- _Exercise details_: Below are records to repeat exactly; do not include any pictures.

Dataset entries
----------

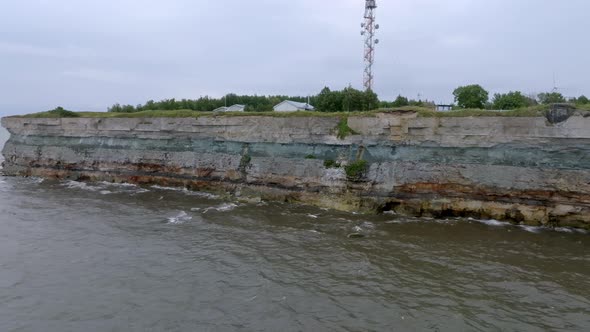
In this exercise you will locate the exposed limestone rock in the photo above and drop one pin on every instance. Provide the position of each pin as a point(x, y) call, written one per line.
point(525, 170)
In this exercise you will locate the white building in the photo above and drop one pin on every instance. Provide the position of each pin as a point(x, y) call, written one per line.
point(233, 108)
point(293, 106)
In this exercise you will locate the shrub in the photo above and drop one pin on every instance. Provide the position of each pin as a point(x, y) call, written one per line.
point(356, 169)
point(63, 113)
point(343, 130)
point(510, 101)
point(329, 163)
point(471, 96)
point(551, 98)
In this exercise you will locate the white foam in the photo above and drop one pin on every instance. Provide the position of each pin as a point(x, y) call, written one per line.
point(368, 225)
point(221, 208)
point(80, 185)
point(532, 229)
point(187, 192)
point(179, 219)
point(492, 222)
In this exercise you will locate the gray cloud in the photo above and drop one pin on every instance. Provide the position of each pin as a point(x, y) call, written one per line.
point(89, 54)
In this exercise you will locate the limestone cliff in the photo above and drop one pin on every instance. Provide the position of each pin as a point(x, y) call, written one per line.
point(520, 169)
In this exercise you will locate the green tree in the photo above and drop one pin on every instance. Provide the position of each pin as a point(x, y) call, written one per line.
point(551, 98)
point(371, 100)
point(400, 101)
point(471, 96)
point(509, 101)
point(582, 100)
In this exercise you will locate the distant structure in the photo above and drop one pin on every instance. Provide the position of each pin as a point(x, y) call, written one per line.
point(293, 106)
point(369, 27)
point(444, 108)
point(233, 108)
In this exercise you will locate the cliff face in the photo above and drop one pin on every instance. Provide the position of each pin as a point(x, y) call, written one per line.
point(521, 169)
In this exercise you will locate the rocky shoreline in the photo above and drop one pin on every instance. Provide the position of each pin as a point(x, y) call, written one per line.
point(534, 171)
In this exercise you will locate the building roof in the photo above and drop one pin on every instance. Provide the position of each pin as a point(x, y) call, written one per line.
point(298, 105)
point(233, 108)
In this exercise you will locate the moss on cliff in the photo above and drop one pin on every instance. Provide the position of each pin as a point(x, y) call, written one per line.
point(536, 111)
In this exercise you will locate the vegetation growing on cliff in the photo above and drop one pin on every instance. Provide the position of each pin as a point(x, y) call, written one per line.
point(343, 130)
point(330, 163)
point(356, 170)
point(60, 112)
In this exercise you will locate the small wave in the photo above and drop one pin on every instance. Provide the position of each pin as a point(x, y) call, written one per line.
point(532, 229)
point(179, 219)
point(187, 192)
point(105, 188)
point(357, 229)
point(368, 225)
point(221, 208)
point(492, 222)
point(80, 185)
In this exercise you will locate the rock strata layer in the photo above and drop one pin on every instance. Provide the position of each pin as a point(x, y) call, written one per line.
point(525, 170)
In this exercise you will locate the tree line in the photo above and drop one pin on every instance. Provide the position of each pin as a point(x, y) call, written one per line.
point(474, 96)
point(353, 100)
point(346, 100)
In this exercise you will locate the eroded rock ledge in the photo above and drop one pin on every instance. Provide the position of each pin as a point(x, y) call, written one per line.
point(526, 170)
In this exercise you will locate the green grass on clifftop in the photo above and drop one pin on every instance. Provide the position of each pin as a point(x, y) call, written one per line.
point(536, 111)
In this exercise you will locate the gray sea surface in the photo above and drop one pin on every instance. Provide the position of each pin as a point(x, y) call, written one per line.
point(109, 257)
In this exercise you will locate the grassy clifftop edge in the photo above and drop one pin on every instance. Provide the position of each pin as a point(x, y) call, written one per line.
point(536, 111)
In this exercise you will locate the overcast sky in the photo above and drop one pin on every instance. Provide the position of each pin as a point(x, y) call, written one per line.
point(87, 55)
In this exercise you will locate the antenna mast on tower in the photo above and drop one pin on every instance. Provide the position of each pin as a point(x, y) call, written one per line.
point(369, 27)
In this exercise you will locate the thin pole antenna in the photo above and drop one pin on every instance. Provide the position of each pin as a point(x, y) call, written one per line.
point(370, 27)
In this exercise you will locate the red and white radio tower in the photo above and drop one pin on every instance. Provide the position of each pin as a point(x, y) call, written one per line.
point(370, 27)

----------

- _Reply_:
In this exercise you will locate the exposed limestone rock in the photo above and drop one pin on every instance. Provide the position of each pin as a point(x, y) call, written one per line.
point(525, 170)
In this exercise you will locate the white building in the photo above and drop one pin on every instance. Provide the position of each pin as a point(x, y) call, written one per line.
point(233, 108)
point(293, 106)
In this exercise you will locate the shrub in the photo above and drop one pin on every instance. Provide the position of each pin as a point(x, y) call, written one per line.
point(356, 169)
point(63, 113)
point(343, 130)
point(510, 101)
point(329, 163)
point(471, 96)
point(551, 98)
In this exercise you will locate the white foam in the photo above and drop one pin on every instance. Provide the position of each pin as a point(x, y) call, written one per line.
point(368, 225)
point(221, 208)
point(80, 185)
point(532, 229)
point(187, 192)
point(179, 219)
point(492, 222)
In this exercise you will locate the gray cloud in the photo above and drop one pin on every instance. Provide the position of each pin as a point(x, y) call, written one per line.
point(89, 54)
In this exercise you will locate the limestone cliff in the photo above and drop one pin on every instance. Provide the position of each pin as a point(x, y) call, written one per line.
point(520, 169)
In this exercise you will locate the green tree in the photo above and drop one pin on every instance. Provide the position of each pin as a point(x, y) call, written one per line.
point(551, 98)
point(371, 100)
point(400, 101)
point(471, 96)
point(509, 101)
point(582, 100)
In this exercise you will locate the distant structure in the photo above and drop one pin on every instance. Provide the position of each pin as a point(x, y) call, written one per line.
point(293, 106)
point(369, 27)
point(444, 108)
point(233, 108)
In this exercise you will locate the cliff face in the photo above and drop one pin on every instance. Provide the position of each pin as a point(x, y) call, written one per line.
point(521, 169)
In this exercise you will locate the rocky shoreline in the photo above and drop one pin on every instance. Provide the position of each pin as a point(x, y) call, written one per line.
point(534, 171)
In this exercise you will locate the building roof in the photo above and drop one pin on every instance. Provide the position of each pin as a point(x, y) call, written one per line.
point(298, 105)
point(233, 108)
In this exercise you will locate the moss on cliff in the photo above and drop one pin on every instance. Provide the position of each pin as a point(x, y) call, written one per line.
point(536, 111)
In this exercise you will locate the vegetation growing on cliff in the photo above and drop one pin on every instance. Provide the position of each pin as a point(x, y) call, written one per line.
point(343, 130)
point(330, 163)
point(356, 170)
point(60, 112)
In this exercise you will locate the small wave in the photo above and drop one pin on every instance. Provide the position of each pin as a point(x, y) call, written one per line.
point(532, 229)
point(179, 219)
point(187, 192)
point(105, 188)
point(357, 229)
point(368, 225)
point(221, 208)
point(492, 222)
point(80, 185)
In this exercise you will locate the rock strata layer in the photo above and drop one pin on every instance. Provide the position of each pin as a point(x, y) call, written one per line.
point(525, 170)
In this exercise you will locate the tree line in the photo above and drop one pin on every instance. Provide the position of each pin as a point(x, y) call, written one per line.
point(474, 96)
point(353, 100)
point(346, 100)
In this exercise you will locate the eroded rock ledge in the photo above and drop one pin on every instance. Provide the position of each pin as a point(x, y) call, written one per line.
point(526, 170)
In this exercise you will locate the green grass on clifftop in the photo above and drop one pin on every instance. Provide the position of each pin as a point(x, y) call, written one per line.
point(536, 111)
In this exercise you will locate the gray sea surface in the photo above and drop one pin on every instance. Provide the position of each pin as a point(x, y) call, written one per line.
point(109, 257)
In this exercise you will locate the grassy clifftop edge in the photo above and drop one pin on every instance. Provide the position of each pin as a point(x, y) call, written one per line.
point(536, 111)
In this exercise you will locate the overcast sky in the photo above and drop one pin on every instance. Provide the position of each pin as a point(x, y) call, written one per line.
point(87, 55)
In this exercise you will locate the antenna mast on tower in the photo above and drop one pin on every instance. Provide the position of each pin as a point(x, y) call, written one per line.
point(369, 27)
In this exercise you will locate the thin pole antenna in the photo above and drop one pin on every instance. Provide the position of each pin as a point(x, y) call, written one per line.
point(370, 27)
In this exercise you will locate the red and white radio tower in the photo above and drop one pin on every instance. Provide the position of each pin as a point(x, y) call, written one per line.
point(370, 27)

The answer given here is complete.